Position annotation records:

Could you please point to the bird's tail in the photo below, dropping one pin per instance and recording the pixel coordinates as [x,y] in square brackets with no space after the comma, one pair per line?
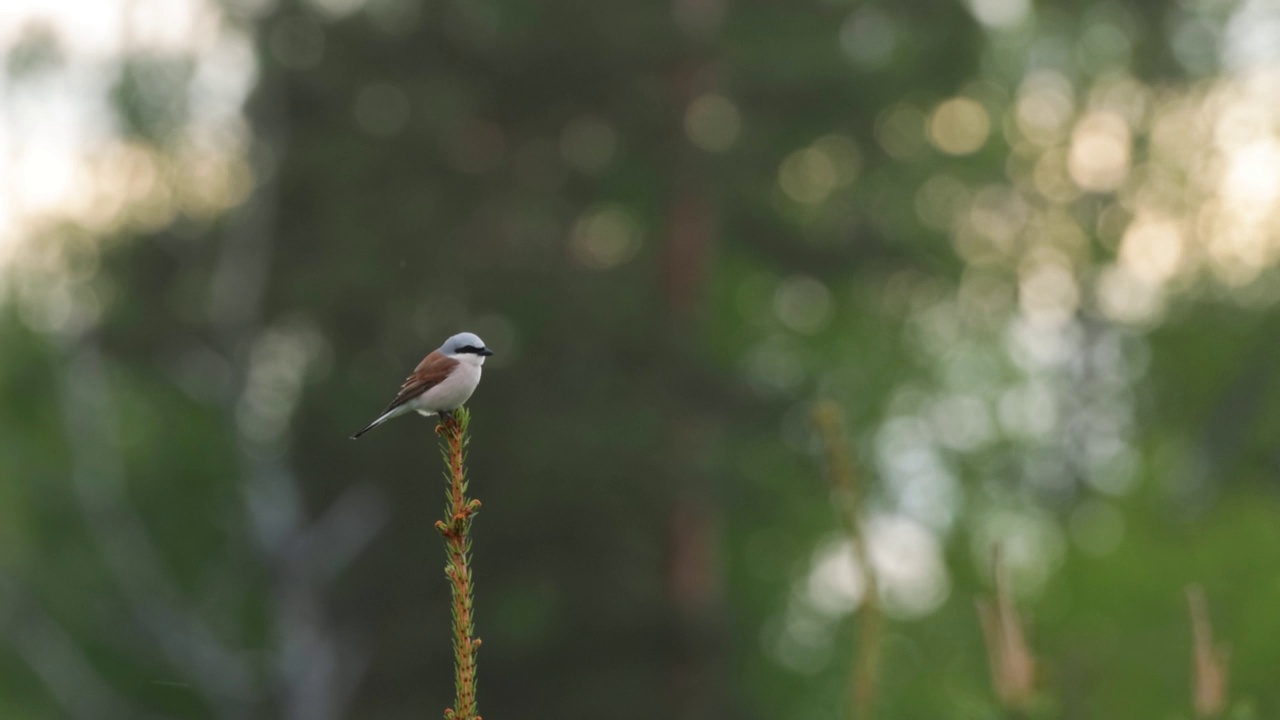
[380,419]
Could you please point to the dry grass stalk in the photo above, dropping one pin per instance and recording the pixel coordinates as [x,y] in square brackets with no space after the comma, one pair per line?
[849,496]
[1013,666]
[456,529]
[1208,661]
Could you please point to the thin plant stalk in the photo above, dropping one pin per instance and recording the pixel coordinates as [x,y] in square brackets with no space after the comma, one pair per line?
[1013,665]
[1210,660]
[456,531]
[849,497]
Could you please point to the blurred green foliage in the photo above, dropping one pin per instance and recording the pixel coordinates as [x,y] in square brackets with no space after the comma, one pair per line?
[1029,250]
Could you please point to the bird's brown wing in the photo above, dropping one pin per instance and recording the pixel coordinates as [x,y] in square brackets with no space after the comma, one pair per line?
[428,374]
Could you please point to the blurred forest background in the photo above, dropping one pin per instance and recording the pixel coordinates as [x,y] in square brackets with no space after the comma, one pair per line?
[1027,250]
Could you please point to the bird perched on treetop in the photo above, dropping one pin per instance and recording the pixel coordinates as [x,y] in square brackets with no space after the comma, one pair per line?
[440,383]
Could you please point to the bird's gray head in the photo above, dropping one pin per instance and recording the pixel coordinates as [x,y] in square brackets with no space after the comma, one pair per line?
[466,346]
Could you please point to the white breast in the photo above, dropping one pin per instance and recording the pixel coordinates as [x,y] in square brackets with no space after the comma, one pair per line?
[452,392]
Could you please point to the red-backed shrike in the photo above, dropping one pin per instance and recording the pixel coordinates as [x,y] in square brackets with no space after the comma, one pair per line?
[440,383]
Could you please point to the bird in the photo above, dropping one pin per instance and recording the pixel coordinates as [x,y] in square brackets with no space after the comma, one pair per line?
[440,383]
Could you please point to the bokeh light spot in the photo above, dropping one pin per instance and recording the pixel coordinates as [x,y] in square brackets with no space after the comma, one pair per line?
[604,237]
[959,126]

## WHAT YOU HAVE TO DO
Begin with the line that contains "Could you please point to the blurred forest" and set down each line exactly until the records above end, including the final line.

## SOLUTION TO THIS PROBLEM
Could you please point to the blurred forest background in the photo above, dropping one pin per instance and recording the pixel coordinates as [x,y] in square brackets with no space after the comma, one pair per line?
[1027,250]
Could you please point to the bird perched on treetop in the photo above, dropping one pin per instance and recording the pixel coordinates as [x,y] in square brackets with no space after the comma, one pair per line?
[440,383]
Could you please point to the bird's gray head in the photo above, dropping one pin per instance and recording the pixel coordinates as [x,y] in square brackets with no space after the comma, one pair per line?
[466,346]
Could you please point to the white breast in the photo above, dropping one pin per instance and recording the pixel coordinates as [x,y] in square brackets with no space after the comma, one pair per line?
[452,392]
Could you please point to the red-backed shrike in the photo above, dropping one pin per instance and recording the pixel coordinates as [x,y] in square brackets with no space after the comma, one pair per line?
[440,383]
Could you please point to the bird in the photo above, dropping one pin per instance and recording the pixel coordinates as [x,y] in square brackets with no space after the comma, one pair per line?
[440,383]
Could you please point to the bokeh light spot in the photo above, dropping one pin per instance and recording the pixel coordinates as [x,y] in square brackets with no space after the comma, one pair per line?
[604,237]
[959,126]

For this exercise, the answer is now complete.